▶ [Estratto del testo]:

Emancipazione

Natali, un calcio ai pregiudizi in nome della libertà

di Luigi Alfonso

Una giovane palestinese che sognava il calcio professionistico europeo. La scelta di andare a vivere in Sardegna. E un libro che parla di donne e barriere culturali da abbattere

Un calciatore che porta il numero 11 sulla maglia è un predestinato, se decide di lasciare la propria terra per trasferirsi a migliaia di chilometri, nell’isola che ha accolto il più grande numero 11 della storia del calcio italiano, vale a dire Gigi Riva. Qui non parliamo di un uomo, bensì di una giovane donna. Che ha salutato con amarezza la sua Palestina non solo per fare carriera inseguendo un pallone ma perché nel suo Paese alle donne non è consentito di giocare liberamente al calcio.

La Sardegna nel 2018 l’ha accolta a braccia aperte. Due anni prima, la 29enne Natali Shaheen si era laureata a Gerusalemme in Scienze motorie, mentre nel 2020 ha conseguito il titolo di dottore di ricerca in Lingue, letterature e culture dell’età moderna e contemporanea, all’Università di Sassari. L’anno scorso ha pubblicato il libro “Un calcio ai pregiudizi” (Edes – Editrice Democratica Sarda, 172 pagine), basato sulla sua tesi di laurea, nel quale parla delle difficoltà economiche, culturali e politiche che le donne palestinesi devono affrontare per giocare a calcio. Ex capitano della nazionale di calcio della Palestina, Natali è stata premiata lo scorso maggio alla cerimonia della quinta edizione del Premio “Sport e diritti umani”, promosso da Amnesty International Italia e Sport4Society, insieme a Gary Lineker, un’icona del calcio inglese del passato e Scarpa d’oro ai Mondiali del 1986, al quale è stato riconosciuto il costante impegno nel promuovere i diritti umani attraverso l’attività di commentatore sportivo televisivo e con iniziative come la campagna “Football Welcomes”, che sostiene i rifugiati e i richiedenti asilo tramite il calcio e favorisce l’inclusione sociale.

Una bella soddisfazione, per lei.

«Sì, una grande gioia. Un risultato molto importante, non solo per me ma anche per tante ragazze che ora hanno un motivo in più per nutrire una speranza: con dedizione e costanza, attraverso lo sport, possono arrivare a realizzare i loro sogni.

La copertina del libro scritto da Natali Shaheen

La giuria le ha assegnato il prestigioso riconoscimento per la sua determinazione e il suo impegno nella difesa dei diritti umani e del diritto allo sport.

▶ [Dati del materiale]:
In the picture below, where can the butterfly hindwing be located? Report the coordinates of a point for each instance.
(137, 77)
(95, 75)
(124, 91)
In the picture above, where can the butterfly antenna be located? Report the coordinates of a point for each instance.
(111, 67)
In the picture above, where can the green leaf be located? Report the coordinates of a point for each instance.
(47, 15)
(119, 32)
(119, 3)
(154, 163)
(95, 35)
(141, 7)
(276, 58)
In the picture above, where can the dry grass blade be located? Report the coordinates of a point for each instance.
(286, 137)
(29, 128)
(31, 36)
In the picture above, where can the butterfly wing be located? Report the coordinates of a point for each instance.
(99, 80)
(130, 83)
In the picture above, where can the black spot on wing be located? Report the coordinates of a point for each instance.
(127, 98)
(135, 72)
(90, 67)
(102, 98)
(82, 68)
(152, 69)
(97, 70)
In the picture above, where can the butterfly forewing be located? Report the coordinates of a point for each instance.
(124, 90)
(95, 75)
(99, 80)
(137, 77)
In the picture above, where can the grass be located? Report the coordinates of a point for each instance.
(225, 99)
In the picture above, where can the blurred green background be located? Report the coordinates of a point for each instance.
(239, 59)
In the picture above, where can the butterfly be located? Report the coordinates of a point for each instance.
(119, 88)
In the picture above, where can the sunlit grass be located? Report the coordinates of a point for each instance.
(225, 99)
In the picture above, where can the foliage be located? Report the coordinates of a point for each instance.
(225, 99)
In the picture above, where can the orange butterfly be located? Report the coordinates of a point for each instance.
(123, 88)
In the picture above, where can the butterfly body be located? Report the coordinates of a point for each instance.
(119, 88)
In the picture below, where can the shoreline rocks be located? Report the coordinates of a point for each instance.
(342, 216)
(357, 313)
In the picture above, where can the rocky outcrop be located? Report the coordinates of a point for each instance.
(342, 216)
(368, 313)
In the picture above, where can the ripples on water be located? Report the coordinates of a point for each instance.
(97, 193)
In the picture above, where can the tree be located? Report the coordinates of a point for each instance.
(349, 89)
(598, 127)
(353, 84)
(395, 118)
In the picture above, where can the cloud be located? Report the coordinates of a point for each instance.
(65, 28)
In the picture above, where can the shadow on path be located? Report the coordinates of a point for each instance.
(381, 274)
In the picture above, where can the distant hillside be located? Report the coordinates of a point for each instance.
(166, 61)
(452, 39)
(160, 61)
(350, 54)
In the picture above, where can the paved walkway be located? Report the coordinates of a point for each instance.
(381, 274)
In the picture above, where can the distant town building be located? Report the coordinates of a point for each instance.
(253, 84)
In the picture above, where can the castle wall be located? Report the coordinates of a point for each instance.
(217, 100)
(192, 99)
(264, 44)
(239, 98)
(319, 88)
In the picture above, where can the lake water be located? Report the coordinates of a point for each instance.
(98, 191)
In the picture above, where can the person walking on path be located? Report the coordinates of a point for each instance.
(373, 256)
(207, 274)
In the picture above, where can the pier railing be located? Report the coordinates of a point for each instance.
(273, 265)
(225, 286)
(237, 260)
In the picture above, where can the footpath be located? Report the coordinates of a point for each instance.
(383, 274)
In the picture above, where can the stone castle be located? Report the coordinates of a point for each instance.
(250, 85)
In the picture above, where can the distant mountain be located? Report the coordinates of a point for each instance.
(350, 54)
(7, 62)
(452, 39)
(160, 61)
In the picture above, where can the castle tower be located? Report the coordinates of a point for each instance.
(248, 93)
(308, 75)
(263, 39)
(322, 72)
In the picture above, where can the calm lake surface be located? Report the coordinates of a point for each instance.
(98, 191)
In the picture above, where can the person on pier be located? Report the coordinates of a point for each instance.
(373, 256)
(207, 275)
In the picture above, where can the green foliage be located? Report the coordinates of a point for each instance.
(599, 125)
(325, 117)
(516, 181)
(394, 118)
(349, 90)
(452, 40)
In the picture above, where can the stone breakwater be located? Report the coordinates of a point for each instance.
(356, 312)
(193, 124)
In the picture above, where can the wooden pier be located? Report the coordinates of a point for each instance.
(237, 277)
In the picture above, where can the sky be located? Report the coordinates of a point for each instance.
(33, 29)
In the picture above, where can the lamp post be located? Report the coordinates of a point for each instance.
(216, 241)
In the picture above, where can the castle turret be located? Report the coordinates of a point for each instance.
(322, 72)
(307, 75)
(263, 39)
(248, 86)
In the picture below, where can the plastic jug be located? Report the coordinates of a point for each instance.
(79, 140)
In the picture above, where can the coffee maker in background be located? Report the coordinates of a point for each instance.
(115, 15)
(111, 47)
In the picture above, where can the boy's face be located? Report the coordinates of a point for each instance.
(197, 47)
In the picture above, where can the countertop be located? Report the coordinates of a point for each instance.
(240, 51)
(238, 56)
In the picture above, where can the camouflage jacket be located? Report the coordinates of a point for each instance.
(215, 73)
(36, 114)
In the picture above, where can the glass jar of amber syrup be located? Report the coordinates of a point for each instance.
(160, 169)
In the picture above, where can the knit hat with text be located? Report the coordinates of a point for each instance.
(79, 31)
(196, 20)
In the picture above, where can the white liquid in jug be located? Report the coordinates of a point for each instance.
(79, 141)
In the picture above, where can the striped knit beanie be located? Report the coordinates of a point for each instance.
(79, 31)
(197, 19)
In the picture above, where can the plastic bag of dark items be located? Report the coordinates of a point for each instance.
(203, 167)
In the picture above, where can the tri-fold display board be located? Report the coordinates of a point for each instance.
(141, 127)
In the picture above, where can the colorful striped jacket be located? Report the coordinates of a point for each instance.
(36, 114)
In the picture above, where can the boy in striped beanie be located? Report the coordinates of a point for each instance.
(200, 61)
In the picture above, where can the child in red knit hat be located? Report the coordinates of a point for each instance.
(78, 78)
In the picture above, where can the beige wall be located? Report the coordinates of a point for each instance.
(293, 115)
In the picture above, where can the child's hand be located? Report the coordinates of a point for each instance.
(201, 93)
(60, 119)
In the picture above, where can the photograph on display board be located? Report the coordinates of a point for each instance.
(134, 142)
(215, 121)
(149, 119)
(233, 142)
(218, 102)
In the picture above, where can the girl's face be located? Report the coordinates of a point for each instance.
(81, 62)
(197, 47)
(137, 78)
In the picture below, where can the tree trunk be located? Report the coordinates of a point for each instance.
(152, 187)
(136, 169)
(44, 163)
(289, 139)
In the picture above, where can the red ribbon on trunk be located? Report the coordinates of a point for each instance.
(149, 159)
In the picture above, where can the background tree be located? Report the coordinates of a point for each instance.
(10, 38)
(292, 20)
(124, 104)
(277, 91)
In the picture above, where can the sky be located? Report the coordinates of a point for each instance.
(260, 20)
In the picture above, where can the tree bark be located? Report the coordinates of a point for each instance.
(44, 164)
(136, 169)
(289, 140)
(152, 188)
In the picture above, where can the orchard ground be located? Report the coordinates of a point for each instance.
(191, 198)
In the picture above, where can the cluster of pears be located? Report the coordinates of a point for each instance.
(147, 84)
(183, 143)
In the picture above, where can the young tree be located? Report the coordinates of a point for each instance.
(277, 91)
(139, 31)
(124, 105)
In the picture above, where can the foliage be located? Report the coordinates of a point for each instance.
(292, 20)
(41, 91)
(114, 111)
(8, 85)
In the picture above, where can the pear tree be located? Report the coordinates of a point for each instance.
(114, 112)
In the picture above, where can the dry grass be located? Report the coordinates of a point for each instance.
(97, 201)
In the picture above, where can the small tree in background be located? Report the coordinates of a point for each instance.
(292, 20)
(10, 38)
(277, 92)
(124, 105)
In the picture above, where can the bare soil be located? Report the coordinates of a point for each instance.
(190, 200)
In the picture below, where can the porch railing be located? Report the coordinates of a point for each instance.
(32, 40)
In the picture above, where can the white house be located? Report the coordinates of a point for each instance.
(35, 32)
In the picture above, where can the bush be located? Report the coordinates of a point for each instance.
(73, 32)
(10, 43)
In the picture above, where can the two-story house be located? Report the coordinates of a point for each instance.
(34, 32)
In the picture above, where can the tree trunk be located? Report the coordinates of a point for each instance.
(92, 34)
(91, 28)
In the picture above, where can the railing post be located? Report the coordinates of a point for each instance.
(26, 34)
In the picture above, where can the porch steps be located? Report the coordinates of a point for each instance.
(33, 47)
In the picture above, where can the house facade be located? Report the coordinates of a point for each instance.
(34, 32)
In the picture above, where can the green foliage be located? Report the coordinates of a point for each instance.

▶ [Obiettivo]: Trascrivi senza modifiche la parte dell'articolo su Natali Shaheen che va da "Natali, un calcio" fino a "liberamente al calcio.".

▶ [Risposta esercizio]:
Natali, un calcio ai pregiudizi in nome della libertà

di Luigi Alfonso

Una giovane palestinese che sognava il calcio professionistico europeo. La scelta di andare a vivere in Sardegna. E un libro che parla di donne e barriere culturali da abbattere

Un calciatore che porta il numero 11 sulla maglia è un predestinato, se decide di lasciare la propria terra per trasferirsi a migliaia di chilometri, nell’isola che ha accolto il più grande numero 11 della storia del calcio italiano, vale a dire Gigi Riva. Qui non parliamo di un uomo, bensì di una giovane donna. Che ha salutato con amarezza la sua Palestina non solo per fare carriera inseguendo un pallone ma perché nel suo Paese alle donne non è consentito di giocare liberamente al calcio.